Written task. Pick out each line in the items below that contains the string "hesburger" and copy those lines.
--- Begin ---
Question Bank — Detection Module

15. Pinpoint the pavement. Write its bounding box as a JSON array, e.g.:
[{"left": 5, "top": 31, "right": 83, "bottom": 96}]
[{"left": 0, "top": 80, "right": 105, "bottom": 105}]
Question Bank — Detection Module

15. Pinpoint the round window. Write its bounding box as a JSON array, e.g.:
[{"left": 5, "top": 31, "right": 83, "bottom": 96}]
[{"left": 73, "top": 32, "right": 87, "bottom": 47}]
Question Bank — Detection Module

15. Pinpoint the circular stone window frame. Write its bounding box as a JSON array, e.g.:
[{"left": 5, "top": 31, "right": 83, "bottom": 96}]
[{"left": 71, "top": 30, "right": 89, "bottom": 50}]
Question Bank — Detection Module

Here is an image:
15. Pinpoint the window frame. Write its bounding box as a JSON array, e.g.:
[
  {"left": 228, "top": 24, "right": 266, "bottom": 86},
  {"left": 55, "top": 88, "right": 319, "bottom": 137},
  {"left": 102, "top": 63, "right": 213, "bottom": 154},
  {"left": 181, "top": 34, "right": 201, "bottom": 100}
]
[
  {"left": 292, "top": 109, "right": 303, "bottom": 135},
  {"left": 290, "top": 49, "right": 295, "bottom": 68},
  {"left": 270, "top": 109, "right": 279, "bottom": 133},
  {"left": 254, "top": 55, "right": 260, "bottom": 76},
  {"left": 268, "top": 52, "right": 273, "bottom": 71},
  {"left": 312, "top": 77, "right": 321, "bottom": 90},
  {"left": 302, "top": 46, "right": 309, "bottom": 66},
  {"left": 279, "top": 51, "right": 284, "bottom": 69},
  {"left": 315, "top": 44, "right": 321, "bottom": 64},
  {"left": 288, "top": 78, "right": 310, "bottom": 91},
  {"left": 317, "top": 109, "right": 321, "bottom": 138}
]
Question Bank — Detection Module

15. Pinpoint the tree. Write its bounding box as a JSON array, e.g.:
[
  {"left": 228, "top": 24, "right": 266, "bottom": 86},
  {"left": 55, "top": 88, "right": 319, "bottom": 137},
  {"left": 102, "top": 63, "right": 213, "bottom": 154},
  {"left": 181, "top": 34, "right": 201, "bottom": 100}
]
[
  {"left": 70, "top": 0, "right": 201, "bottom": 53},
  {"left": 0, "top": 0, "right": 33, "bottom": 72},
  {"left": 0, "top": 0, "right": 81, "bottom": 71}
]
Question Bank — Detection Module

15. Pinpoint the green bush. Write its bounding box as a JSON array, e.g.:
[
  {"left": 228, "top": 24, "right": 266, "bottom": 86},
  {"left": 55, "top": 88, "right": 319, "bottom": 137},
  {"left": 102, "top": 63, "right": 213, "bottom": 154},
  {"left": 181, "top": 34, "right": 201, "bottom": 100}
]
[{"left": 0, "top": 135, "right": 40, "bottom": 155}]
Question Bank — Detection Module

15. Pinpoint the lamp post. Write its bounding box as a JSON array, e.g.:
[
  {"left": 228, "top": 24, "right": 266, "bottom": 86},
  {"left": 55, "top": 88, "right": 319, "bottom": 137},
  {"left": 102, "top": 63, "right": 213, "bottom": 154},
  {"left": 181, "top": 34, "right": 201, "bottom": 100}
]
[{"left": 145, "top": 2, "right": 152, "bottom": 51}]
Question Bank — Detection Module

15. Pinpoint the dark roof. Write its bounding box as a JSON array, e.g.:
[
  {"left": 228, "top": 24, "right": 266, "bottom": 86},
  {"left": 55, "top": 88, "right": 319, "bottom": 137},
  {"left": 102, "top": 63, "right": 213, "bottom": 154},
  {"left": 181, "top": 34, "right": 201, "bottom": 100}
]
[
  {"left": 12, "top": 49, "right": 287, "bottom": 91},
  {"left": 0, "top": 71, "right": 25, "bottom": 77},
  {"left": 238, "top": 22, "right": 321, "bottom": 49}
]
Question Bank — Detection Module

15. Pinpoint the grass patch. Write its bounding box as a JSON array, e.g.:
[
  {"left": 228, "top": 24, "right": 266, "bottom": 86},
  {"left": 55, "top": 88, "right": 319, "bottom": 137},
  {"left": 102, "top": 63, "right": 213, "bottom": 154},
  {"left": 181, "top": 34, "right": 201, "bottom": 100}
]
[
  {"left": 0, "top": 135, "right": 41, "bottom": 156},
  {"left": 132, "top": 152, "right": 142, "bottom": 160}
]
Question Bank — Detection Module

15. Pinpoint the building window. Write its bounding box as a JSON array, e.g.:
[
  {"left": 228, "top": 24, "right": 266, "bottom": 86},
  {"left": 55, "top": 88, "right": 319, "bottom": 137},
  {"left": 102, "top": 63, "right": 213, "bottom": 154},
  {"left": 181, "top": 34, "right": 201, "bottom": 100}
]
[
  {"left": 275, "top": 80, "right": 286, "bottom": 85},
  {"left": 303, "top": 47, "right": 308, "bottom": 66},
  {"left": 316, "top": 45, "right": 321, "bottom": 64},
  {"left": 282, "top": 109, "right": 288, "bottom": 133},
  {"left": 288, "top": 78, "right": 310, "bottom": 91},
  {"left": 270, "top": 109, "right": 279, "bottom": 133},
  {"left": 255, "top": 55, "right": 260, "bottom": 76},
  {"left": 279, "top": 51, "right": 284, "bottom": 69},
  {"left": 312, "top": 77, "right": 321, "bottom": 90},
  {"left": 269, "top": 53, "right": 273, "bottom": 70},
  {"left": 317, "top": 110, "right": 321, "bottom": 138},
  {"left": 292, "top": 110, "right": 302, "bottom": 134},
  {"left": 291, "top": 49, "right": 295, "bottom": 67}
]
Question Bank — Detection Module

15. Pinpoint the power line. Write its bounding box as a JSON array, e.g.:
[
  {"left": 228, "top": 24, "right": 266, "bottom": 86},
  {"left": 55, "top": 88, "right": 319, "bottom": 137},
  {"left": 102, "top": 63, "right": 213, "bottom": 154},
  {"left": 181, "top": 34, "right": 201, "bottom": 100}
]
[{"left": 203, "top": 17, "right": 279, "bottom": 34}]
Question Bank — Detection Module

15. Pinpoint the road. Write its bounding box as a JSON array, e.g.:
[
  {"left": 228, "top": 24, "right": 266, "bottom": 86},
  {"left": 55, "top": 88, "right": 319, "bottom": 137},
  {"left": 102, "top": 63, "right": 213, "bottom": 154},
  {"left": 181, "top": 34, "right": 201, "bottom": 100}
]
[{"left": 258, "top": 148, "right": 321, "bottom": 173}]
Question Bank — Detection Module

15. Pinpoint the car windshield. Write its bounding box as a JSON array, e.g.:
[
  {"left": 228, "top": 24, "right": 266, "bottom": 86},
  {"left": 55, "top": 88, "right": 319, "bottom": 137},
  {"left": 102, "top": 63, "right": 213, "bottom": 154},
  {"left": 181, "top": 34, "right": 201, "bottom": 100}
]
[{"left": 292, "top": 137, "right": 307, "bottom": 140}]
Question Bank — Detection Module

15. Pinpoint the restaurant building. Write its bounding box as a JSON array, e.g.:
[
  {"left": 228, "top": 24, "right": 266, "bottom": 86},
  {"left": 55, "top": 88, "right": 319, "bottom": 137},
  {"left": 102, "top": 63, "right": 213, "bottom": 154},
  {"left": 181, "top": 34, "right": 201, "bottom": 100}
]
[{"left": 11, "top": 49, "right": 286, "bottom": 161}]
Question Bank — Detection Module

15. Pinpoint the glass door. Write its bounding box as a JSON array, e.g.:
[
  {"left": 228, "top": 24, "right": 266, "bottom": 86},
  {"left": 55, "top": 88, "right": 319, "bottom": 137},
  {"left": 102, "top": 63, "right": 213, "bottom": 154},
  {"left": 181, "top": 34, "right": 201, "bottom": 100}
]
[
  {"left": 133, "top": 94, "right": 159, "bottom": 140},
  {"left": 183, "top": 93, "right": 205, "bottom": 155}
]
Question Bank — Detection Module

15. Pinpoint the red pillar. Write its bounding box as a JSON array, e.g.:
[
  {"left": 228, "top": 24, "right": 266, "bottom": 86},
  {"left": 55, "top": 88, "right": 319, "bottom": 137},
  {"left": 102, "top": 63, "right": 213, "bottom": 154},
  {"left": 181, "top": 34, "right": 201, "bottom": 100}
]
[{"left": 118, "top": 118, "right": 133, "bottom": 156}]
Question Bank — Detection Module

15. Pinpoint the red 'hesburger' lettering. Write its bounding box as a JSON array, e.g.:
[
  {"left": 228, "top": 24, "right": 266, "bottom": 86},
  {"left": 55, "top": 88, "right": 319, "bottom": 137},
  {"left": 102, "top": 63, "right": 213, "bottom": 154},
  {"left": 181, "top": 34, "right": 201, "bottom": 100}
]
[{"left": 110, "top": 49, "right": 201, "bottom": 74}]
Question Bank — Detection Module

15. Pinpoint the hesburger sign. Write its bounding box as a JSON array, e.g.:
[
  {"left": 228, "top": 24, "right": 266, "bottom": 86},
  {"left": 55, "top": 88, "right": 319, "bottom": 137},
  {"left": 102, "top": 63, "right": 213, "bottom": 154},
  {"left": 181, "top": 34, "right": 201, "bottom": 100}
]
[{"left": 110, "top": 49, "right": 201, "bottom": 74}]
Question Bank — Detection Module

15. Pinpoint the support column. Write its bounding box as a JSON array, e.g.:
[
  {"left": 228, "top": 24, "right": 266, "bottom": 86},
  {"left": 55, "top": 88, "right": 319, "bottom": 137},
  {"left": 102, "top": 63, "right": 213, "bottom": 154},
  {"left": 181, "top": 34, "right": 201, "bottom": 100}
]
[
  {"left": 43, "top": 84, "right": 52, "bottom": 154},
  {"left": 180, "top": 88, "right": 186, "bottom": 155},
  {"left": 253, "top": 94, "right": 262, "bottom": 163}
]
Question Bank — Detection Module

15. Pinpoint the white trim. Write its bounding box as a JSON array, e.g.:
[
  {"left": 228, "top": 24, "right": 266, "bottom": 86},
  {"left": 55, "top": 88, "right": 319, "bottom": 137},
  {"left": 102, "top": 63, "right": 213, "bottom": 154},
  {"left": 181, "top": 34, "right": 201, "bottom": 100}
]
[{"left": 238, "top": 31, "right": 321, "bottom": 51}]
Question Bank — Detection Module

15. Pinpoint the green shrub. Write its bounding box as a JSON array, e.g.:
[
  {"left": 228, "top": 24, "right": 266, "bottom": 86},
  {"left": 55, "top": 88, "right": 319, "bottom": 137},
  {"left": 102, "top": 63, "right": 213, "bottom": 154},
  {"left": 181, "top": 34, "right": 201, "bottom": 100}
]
--- End ---
Exercise response.
15. Pinpoint the red 'hesburger' lettering. Write its bounding box as a JSON array, e.g.:
15. Pinpoint the hesburger sign. Write its bounding box as a JSON array, e.g.:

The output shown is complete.